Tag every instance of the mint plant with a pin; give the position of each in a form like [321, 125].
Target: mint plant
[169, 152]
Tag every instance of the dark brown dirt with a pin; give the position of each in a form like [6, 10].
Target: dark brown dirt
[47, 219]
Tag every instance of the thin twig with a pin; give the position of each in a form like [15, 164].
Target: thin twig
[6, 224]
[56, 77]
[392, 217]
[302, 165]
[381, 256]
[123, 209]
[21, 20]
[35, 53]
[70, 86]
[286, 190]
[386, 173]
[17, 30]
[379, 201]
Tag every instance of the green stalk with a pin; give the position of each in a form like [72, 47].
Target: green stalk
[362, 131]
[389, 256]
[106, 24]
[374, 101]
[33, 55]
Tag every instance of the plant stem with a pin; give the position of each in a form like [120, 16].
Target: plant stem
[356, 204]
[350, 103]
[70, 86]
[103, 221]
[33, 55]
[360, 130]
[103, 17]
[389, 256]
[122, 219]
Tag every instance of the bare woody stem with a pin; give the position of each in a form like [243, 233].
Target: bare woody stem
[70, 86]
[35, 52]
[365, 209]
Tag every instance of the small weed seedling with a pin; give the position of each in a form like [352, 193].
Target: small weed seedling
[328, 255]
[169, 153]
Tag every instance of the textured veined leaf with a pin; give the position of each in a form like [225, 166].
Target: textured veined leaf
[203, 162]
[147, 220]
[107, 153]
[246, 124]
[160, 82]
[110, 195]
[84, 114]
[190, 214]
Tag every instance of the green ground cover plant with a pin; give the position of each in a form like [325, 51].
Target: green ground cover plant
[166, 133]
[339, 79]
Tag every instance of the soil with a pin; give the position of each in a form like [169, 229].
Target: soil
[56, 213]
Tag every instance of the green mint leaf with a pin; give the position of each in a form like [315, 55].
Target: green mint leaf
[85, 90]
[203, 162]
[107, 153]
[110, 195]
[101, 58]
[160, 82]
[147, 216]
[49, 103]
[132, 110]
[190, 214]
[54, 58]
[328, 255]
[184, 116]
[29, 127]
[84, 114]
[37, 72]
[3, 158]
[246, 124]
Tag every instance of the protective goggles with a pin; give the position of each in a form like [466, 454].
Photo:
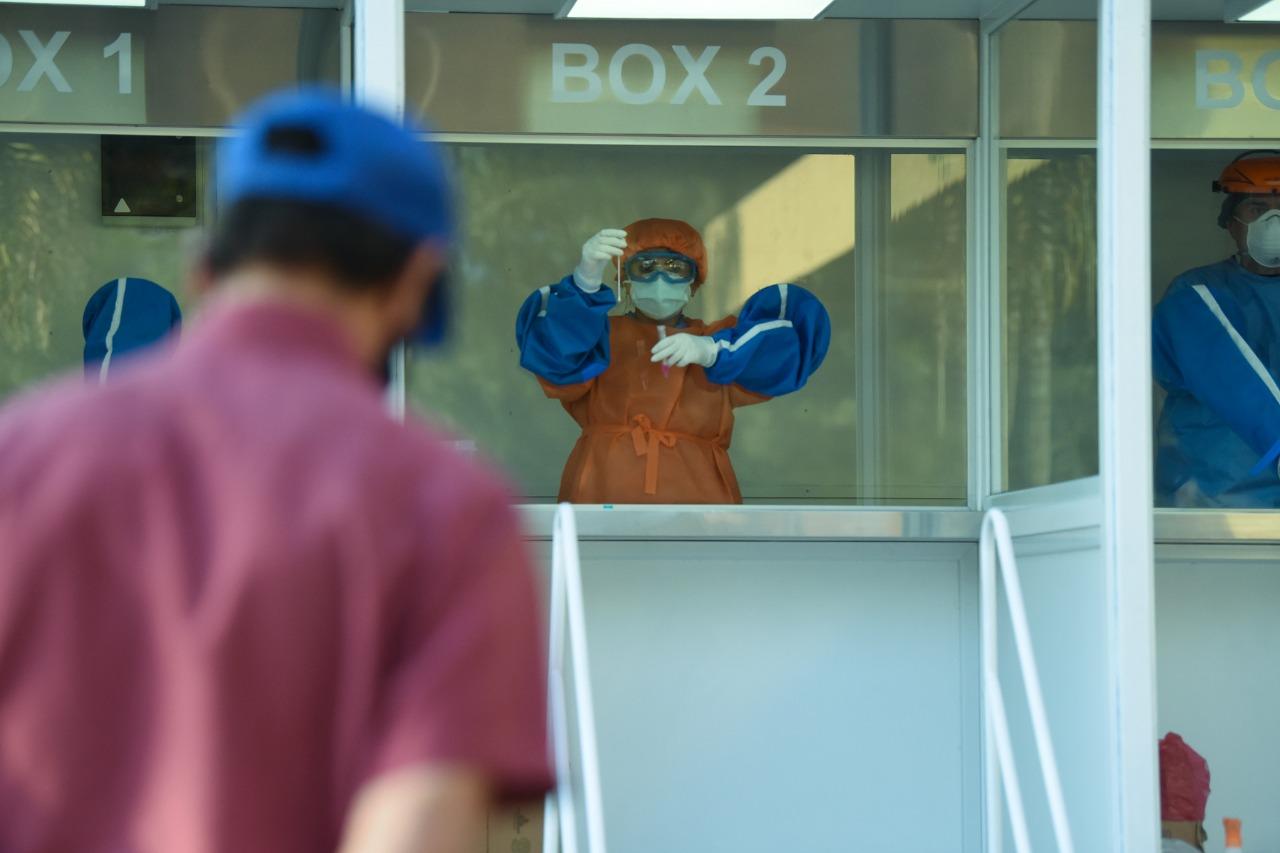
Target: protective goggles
####
**What this task involves**
Copying starts at the line containing "Target: green ground cover plant" and ends at the last line of the material above; repeat only those lines exactly and omit the pictures.

**Solution to this problem**
Target: green ground cover plant
[166, 133]
[339, 79]
Tag every instance of the soil with a pin; give the position of each in a form like [169, 229].
Target: soil
[56, 213]
Tag every instance of the green mint leaf with a pin; give the position of each in a form like [315, 55].
Target: green mint leaf
[85, 90]
[203, 162]
[107, 153]
[110, 195]
[101, 58]
[160, 82]
[147, 216]
[49, 103]
[132, 110]
[190, 214]
[54, 58]
[328, 255]
[184, 116]
[29, 127]
[84, 114]
[37, 72]
[3, 158]
[246, 124]
Tag every instance of the protective goggles with a pin; give the position of each in a form like [466, 454].
Photo:
Target: protective goggles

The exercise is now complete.